++++ Supplied passage

What Exactly is a Profile?
A profile is exactly what it sounds like, descriptive data. We all have one. It is a summary (or in writing terms, a synopsis) of our life. Criminal investigators use the crime scene, victims, statistics, and forensics to sketch out an outline of the who, what, when, where, and why of a crime.
Investigators actually have several different types of profiles to draw from in their tool belts.
Inductive Criminal Profiling- A set of offender characteristics that are reasoned, by correlation, experiential, and/or statistical inference, to be shared by offenders who commit the same type of crime. These characteristics are based on averages. Example: Men are more likely to be serial killers than women. Why? Because the percentages tell us they are.
Deductive Criminal Profiling- A set of offender characteristics that are reasoned from the union of forensic and behavioral evidence patterns within a crime(s). It is based on psychical evidence suggestive of behaviors, type of victims (Victimology), and crime scene characteristics/analysis.

++++++++
++++ Supplied information

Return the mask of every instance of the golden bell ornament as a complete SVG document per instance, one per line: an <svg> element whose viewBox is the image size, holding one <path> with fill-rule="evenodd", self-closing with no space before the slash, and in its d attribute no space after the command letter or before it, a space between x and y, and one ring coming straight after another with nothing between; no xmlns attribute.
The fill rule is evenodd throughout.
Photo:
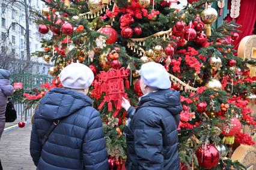
<svg viewBox="0 0 256 170"><path fill-rule="evenodd" d="M206 36L212 35L211 25L213 24L218 18L217 11L210 5L203 11L200 14L201 20L206 25Z"/></svg>
<svg viewBox="0 0 256 170"><path fill-rule="evenodd" d="M141 60L141 62L142 62L142 63L148 63L149 62L149 59L148 57L147 56L142 56L139 60Z"/></svg>
<svg viewBox="0 0 256 170"><path fill-rule="evenodd" d="M163 51L163 47L160 45L157 45L154 47L154 52L156 54L160 54Z"/></svg>
<svg viewBox="0 0 256 170"><path fill-rule="evenodd" d="M44 17L47 17L50 14L50 9L46 7L42 10L42 14Z"/></svg>
<svg viewBox="0 0 256 170"><path fill-rule="evenodd" d="M139 70L136 69L132 73L132 76L133 76L133 77L139 77Z"/></svg>
<svg viewBox="0 0 256 170"><path fill-rule="evenodd" d="M43 57L43 59L46 62L49 63L50 62L50 57L48 55L46 55Z"/></svg>
<svg viewBox="0 0 256 170"><path fill-rule="evenodd" d="M154 51L152 49L149 49L145 52L146 56L148 57L152 57L154 56Z"/></svg>
<svg viewBox="0 0 256 170"><path fill-rule="evenodd" d="M212 69L216 69L222 66L222 62L219 57L212 56L209 59L208 62Z"/></svg>
<svg viewBox="0 0 256 170"><path fill-rule="evenodd" d="M147 8L150 5L150 0L139 0L139 4L141 8Z"/></svg>
<svg viewBox="0 0 256 170"><path fill-rule="evenodd" d="M88 1L88 7L92 13L98 12L102 9L102 0L89 0Z"/></svg>
<svg viewBox="0 0 256 170"><path fill-rule="evenodd" d="M215 78L210 79L206 84L207 89L213 89L215 90L221 90L222 89L222 85L221 81Z"/></svg>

++++++++

**Activity list**
(1) Reproduce the stretch from "A profile is" through "of a crime." in the passage on criminal profiling.
(2) According to the passage on criminal profiling, what are the characteristics in inductive criminal profiling based on?
(3) Continue the passage on criminal profiling from where it stops.

**Answers per task**
(1)
A profile is exactly what it sounds like, descriptive data. We all have one. It is a summary (or in writing terms, a synopsis) of our life. Criminal investigators use the crime scene, victims, statistics, and forensics to sketch out an outline of the who, what, when, where, and why of a crime.

(2) They are based on averages.

(3)
Victimology Profile-The study of all available victim information including sex, age, height, weight, family, friends, acquaintances, education employment, residence, and neighborhood. Background information is a part of this profile and includes personal habits, hobbies, criminal and medical history. Why is this important? It helps determine victim risk and linkage to other crimes. Significant facts about the victim’s life, especially in the days and hours leading up to his or her death, are of the utmost importance. A timeline is drawn up to map their movements, and investigators study all of their personal communications for signals to where they may have crossed paths with a viable suspect. It’s important to know their state of mind and their mental health assessment and history as well as their risk level (for example, a prostitute’s risk would be much higher than a girl with a nine to five job, living in her own home).
Crime Scene Analysis Profile- A report that examines and interprets the behavioral evidence including location and scene types, point of contact, offender method of approach, attack and control, offender use of weapons, force and resistance, sexual acts, precautionary and contradictory acts, evidence of planning, offense skill level, items taken by or left behind by the offender, verbal behavior, and modus operandi/motivational behavior.
Offender Characteristics Profile. This is similar to Crime Scene Analysis but also includes familiarity with a victim or location, evidence of criminal history and state of mind, evidence of psychopathic characteristics such as superficiality, deceitfulness, impulsivity, lack of empathy or remorse, egocentricity, need for excitement, evidence of personal or sexual conflict, and evidence of sexual fantasy.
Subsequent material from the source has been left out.